Task statement: Reproduce the material below, changing "lamp post" to "streetlight" and leaving every other word as it is. Omit the pictures from your answer.

Image annotation data:
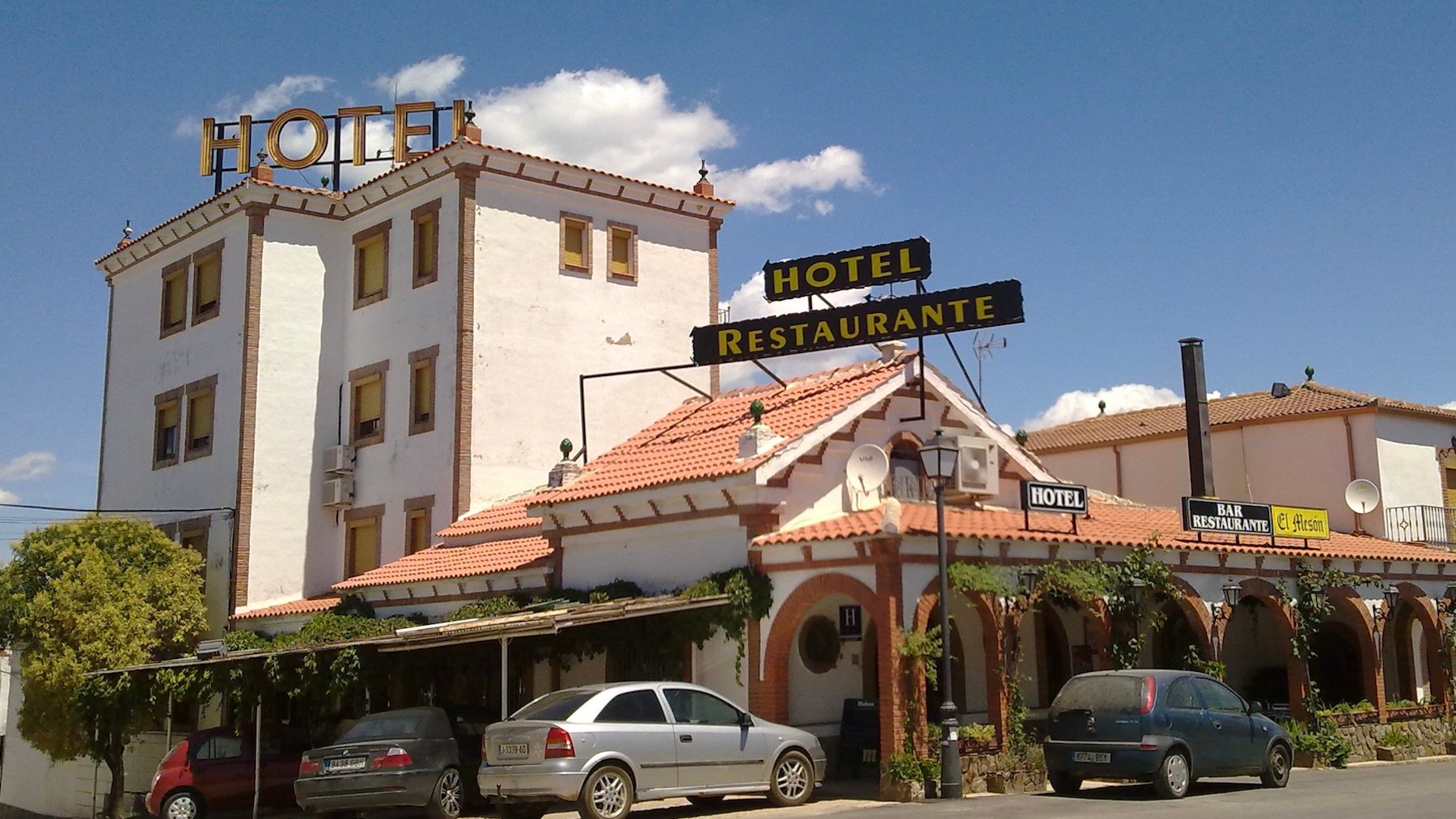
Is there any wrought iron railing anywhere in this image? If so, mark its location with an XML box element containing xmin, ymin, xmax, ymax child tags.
<box><xmin>1385</xmin><ymin>506</ymin><xmax>1456</xmax><ymax>550</ymax></box>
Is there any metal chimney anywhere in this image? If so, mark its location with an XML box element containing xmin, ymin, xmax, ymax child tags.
<box><xmin>1178</xmin><ymin>337</ymin><xmax>1214</xmax><ymax>497</ymax></box>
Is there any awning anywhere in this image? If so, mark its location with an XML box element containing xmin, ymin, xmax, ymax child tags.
<box><xmin>86</xmin><ymin>595</ymin><xmax>728</xmax><ymax>677</ymax></box>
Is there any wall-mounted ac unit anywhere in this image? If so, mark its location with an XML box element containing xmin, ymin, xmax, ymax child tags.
<box><xmin>324</xmin><ymin>477</ymin><xmax>353</xmax><ymax>509</ymax></box>
<box><xmin>955</xmin><ymin>435</ymin><xmax>1001</xmax><ymax>495</ymax></box>
<box><xmin>324</xmin><ymin>444</ymin><xmax>353</xmax><ymax>473</ymax></box>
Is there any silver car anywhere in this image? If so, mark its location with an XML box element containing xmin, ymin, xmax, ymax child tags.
<box><xmin>479</xmin><ymin>682</ymin><xmax>824</xmax><ymax>819</ymax></box>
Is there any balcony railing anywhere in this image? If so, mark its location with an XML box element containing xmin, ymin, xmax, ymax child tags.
<box><xmin>1385</xmin><ymin>506</ymin><xmax>1456</xmax><ymax>550</ymax></box>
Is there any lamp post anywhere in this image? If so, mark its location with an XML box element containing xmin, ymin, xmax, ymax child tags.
<box><xmin>921</xmin><ymin>429</ymin><xmax>961</xmax><ymax>799</ymax></box>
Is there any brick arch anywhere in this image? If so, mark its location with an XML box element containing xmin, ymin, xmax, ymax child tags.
<box><xmin>1325</xmin><ymin>586</ymin><xmax>1385</xmax><ymax>713</ymax></box>
<box><xmin>1380</xmin><ymin>584</ymin><xmax>1450</xmax><ymax>704</ymax></box>
<box><xmin>748</xmin><ymin>572</ymin><xmax>874</xmax><ymax>723</ymax></box>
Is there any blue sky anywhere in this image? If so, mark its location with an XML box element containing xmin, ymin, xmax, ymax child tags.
<box><xmin>0</xmin><ymin>3</ymin><xmax>1456</xmax><ymax>542</ymax></box>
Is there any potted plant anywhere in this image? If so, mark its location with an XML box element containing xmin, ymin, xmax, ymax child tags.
<box><xmin>1374</xmin><ymin>726</ymin><xmax>1421</xmax><ymax>762</ymax></box>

Problem solution:
Is there any wrought iron railing anywhere in this image? If so, mark its location with an XML box element containing xmin, ymin, xmax, ymax child tags.
<box><xmin>1385</xmin><ymin>506</ymin><xmax>1456</xmax><ymax>550</ymax></box>
Is there any metal chimney anywhere in this image? If so, mark its location with an XML box element containing xmin, ymin, xmax, ymax child tags.
<box><xmin>1178</xmin><ymin>337</ymin><xmax>1214</xmax><ymax>497</ymax></box>
Is there any awning anywhere in this image? If so, mark its location with an XML box element containing xmin, ymin, xmax, ymax child tags.
<box><xmin>86</xmin><ymin>595</ymin><xmax>728</xmax><ymax>677</ymax></box>
Is there any wall-mounted ac unit anywhere in this image? If so, mark its location with an XML box element containing xmin, ymin, xmax, ymax child tags.
<box><xmin>324</xmin><ymin>477</ymin><xmax>353</xmax><ymax>509</ymax></box>
<box><xmin>955</xmin><ymin>435</ymin><xmax>1001</xmax><ymax>495</ymax></box>
<box><xmin>324</xmin><ymin>444</ymin><xmax>353</xmax><ymax>473</ymax></box>
Is there any silver car anywhere in this image? If so, mark its location with an XML box element containing xmin, ymin, xmax, ymax child tags.
<box><xmin>479</xmin><ymin>682</ymin><xmax>824</xmax><ymax>819</ymax></box>
Is there any balcony railing anywhere in this image? If so, mark its location with an XML box element containing xmin, ymin, xmax, ymax child tags.
<box><xmin>1385</xmin><ymin>506</ymin><xmax>1456</xmax><ymax>550</ymax></box>
Is there any streetlight anywhere in this image? If so, mark its location with an XML box element containing xmin, ymin, xmax, ymax child tags.
<box><xmin>921</xmin><ymin>429</ymin><xmax>961</xmax><ymax>799</ymax></box>
Is there any brick arch anywhere in this image? If so, mark its location with an XML box element containing xmin, ymin, xmax, ymax child tags.
<box><xmin>1325</xmin><ymin>586</ymin><xmax>1385</xmax><ymax>713</ymax></box>
<box><xmin>1380</xmin><ymin>584</ymin><xmax>1450</xmax><ymax>704</ymax></box>
<box><xmin>748</xmin><ymin>572</ymin><xmax>874</xmax><ymax>723</ymax></box>
Is there any blue sky anywhere in this image? If so, mark its location with an XML box element containing xmin, ymin, xmax, ymax child tags.
<box><xmin>0</xmin><ymin>3</ymin><xmax>1456</xmax><ymax>542</ymax></box>
Is there any potted plant anywhere in this image? If so, mark its location with an XML box element containing xmin, ymin, xmax, ymax child tags.
<box><xmin>1374</xmin><ymin>726</ymin><xmax>1421</xmax><ymax>762</ymax></box>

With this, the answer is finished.